Directions for this task ->
In full and without alteration, repeat the material.

Recorded information ->
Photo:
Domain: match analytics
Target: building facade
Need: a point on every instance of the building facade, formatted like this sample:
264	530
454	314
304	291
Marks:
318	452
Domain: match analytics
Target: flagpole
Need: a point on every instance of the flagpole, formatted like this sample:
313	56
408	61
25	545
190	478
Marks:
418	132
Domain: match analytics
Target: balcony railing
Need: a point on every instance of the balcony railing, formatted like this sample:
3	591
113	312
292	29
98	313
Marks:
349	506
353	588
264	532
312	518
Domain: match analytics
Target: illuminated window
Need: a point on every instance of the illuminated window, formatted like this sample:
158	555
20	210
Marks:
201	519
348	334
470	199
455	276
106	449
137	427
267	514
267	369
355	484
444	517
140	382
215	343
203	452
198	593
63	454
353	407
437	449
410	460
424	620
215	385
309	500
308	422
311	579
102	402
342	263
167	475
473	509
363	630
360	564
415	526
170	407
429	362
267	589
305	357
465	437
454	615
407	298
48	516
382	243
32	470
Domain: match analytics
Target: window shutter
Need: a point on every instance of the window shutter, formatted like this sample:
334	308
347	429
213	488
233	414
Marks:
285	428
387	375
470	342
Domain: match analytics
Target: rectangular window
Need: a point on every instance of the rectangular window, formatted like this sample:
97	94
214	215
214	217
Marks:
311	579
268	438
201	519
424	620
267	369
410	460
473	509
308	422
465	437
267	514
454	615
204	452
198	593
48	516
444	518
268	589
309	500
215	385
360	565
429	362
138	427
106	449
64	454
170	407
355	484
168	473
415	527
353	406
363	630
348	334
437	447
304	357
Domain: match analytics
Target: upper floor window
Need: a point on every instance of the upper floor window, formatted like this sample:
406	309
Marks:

Exercise result ->
Photo:
Domain: match analytics
Target: building facade
Need: a point on every instance of the building facade, formatted like this sample:
264	530
454	314
304	291
Marks:
318	452
Domain: match analytics
Target: flagpole
Need: a point on every instance of the flagpole, formatted like this sample:
313	56
408	61
25	545
190	478
Marks:
418	132
Domain: match analytics
Target: balcony railing
Need: a point on every instance of the balcony railing, formatted like this sample:
3	591
113	312
292	29
98	313
Marks:
349	506
353	588
264	532
312	518
Domain: match analytics
Target: illuminated window
Need: a point on every instance of the illuminated window, formatted like this sample:
158	555
20	210
Marks:
201	519
348	334
470	199
455	276
106	449
137	427
267	514
267	369
355	484
444	517
140	382
215	343
203	452
198	593
63	454
353	407
437	449
410	460
424	620
215	385
309	500
308	422
311	579
102	402
342	263
167	475
473	509
363	630
360	564
415	526
170	407
429	362
267	589
305	357
465	437
454	615
407	298
48	516
382	243
32	470
Domain: match analytics
Target: window shutter
Need: a point on every instance of the window shutter, formatted like this sample:
334	308
347	429
213	488
233	414
Marks:
285	428
387	375
470	342
Domain: match analytics
Target: rectangular window
Need: a point on every instance of the rectangular window, formatted like this sample:
97	94
214	215
214	217
Marks:
311	579
268	438
201	519
424	620
267	369
410	460
473	509
308	422
465	437
267	514
454	615
204	452
198	593
48	516
444	518
268	589
309	500
215	385
360	565
429	362
138	427
106	449
64	454
170	407
355	484
168	473
415	527
353	406
363	630
348	334
437	447
304	357
Domain: match analytics
Target: upper floor window
Need: a point on every instance of the upper floor window, formatted like this sample:
406	309
Marks:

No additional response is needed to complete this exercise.